____ Material shown
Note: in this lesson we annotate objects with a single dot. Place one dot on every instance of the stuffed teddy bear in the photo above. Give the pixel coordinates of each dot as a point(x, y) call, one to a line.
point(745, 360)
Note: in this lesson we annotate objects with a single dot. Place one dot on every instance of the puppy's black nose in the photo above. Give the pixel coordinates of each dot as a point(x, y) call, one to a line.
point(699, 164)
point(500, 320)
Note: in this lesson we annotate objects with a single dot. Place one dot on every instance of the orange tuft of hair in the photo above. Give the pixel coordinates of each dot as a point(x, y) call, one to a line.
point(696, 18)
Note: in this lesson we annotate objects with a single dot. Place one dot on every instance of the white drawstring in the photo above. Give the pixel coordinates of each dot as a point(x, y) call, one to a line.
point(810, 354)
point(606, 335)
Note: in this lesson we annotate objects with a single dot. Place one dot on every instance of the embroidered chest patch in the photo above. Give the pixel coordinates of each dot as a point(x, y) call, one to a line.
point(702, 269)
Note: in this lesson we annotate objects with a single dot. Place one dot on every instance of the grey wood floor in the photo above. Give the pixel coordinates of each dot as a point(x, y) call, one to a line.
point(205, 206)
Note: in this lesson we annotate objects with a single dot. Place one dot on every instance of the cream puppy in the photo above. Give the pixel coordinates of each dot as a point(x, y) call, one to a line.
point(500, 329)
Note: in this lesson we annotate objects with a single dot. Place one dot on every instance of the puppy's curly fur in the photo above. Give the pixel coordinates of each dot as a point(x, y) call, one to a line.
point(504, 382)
________
Render as a JSON list of strings, one string per line with blank lines omitted, the lines beginning with the line that contains "of the grey" and continuing through the end of the records.

[Solved problem]
[
  "Note: in this lesson we annotate objects with a single dot. Place one dot on every instance of the grey wood floor in the photo above. Give the pixel coordinates of each dot as a point(x, y) call, one to a line.",
  "point(205, 206)",
  "Note: in this lesson we annotate objects with a single dot. Place one dot on every instance of the cream puppy in the photo above. Give the pixel coordinates of each dot as a point(x, y) call, one to a line.",
  "point(500, 329)",
  "Note: in this lesson we annotate objects with a single dot. Place one dot on every instance of the puppy's curly fur in the photo above. Give the pixel coordinates of each dot as a point(x, y) call, one to a line.",
  "point(504, 382)"
]